● **Texto fornecido**
....

Marcos Alves/Ag. O Globo

Dia 25 de junho a Gazeta publicou uma entrevista do historiador Marco Antonio Villa (foto) sobre a atuação da Comissão da Verdade. Em sua fala, o autor aponta para uma ineficiência deste tipo de comissão, dizendo que elas não descobrem nada que os historiadores já não saibam.

Quando perguntado sobre o que a Comissão deveria avançar, o historiador preconizou a abertura de arquivos para a pesquisa de historiadores.

Não creio que seja o caso de comparar a Comissão da Verdade com o trabalho historiográfico. São duas coisas muito diferentes. Apesar de a política ser em geral um assunto privilegiado nas pesquisas históricas, e o trabalho do historiador ter um conteúdo político muito evidente, há que separar as duas atividades. Políticos não têm compromisso com a verdade histórica nem com a pesquisa fundamentada. Seu compromisso é com a disputa pública de interesses – disputa na qual o historiador não pode estar envolvido sob pena de comprometer totalmente suas premissas.

Assim, é dever da comunidade de historiadores lutar pela abertura dos arquivos, e Marco Antônio Villa aponta corretamente neste sentido.

....

● **Desafio A**
Mostre, dentre as linhas abaixo, todas aquelas que contêm a palavra "mountain".

● **Listagem de dados**
....

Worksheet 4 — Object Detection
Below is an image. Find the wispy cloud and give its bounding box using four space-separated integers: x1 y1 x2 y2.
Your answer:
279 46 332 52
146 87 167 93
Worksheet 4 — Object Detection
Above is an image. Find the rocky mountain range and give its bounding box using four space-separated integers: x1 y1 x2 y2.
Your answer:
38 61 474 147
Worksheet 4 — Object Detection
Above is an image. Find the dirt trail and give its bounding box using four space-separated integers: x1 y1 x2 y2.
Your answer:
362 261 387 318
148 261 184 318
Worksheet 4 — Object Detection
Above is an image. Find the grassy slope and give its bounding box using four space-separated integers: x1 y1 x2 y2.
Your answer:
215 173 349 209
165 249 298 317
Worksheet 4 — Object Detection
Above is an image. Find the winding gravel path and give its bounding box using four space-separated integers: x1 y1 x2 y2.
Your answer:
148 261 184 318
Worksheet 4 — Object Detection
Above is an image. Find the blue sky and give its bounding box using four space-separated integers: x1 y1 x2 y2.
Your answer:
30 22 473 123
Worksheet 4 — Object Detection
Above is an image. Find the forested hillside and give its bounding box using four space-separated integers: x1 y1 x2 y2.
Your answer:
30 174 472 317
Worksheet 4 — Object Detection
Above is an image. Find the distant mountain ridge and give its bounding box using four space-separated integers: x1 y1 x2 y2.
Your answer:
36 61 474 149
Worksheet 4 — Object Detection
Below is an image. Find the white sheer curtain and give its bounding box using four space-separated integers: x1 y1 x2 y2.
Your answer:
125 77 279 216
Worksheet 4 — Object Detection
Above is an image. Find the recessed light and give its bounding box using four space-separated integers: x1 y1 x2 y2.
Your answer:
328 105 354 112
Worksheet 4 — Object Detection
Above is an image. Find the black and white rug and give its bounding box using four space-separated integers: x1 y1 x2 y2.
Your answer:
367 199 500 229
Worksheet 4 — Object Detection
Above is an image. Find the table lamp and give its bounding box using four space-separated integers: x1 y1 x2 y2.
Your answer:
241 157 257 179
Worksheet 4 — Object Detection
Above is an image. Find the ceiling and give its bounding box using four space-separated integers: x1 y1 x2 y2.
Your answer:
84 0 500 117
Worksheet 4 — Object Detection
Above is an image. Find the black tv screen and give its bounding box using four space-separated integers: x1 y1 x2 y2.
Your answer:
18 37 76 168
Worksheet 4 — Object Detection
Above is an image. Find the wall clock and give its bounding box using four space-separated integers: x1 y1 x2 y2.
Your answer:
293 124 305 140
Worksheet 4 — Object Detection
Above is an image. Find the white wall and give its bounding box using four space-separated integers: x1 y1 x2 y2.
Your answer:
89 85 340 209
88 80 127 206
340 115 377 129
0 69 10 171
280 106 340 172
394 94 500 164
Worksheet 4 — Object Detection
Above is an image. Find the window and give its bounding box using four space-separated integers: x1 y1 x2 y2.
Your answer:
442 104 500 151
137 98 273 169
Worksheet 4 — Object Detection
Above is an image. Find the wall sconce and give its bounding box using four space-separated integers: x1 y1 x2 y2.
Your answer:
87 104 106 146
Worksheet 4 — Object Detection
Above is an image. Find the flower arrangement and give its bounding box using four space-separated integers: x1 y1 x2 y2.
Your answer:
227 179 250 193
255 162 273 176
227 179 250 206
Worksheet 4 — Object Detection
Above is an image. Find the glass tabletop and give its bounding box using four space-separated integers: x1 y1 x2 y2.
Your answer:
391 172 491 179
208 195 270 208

....

● **Desafio B**
Reproduza o trecho do texto sobre a Comissão da Verdade começando em "Não creio que" e seguindo até "corretamente neste sentido.".

● **Resposta correta A**
Above is an image. Find the rocky mountain range and give its bounding box using four space-separated integers: x1 y1 x2 y2.
Above is an image. Find the distant mountain ridge and give its bounding box using four space-separated integers: x1 y1 x2 y2.

● **Resposta correta B**
Não creio que seja o caso de comparar a Comissão da Verdade com o trabalho historiográfico. São duas coisas muito diferentes. Apesar de a política ser em geral um assunto privilegiado nas pesquisas históricas, e o trabalho do historiador ter um conteúdo político muito evidente, há que separar as duas atividades. Políticos não têm compromisso com a verdade histórica nem com a pesquisa fundamentada. Seu compromisso é com a disputa pública de interesses – disputa na qual o historiador não pode estar envolvido sob pena de comprometer totalmente suas premissas.

Assim, é dever da comunidade de historiadores lutar pela abertura dos arquivos, e Marco Antônio Villa aponta corretamente neste sentido.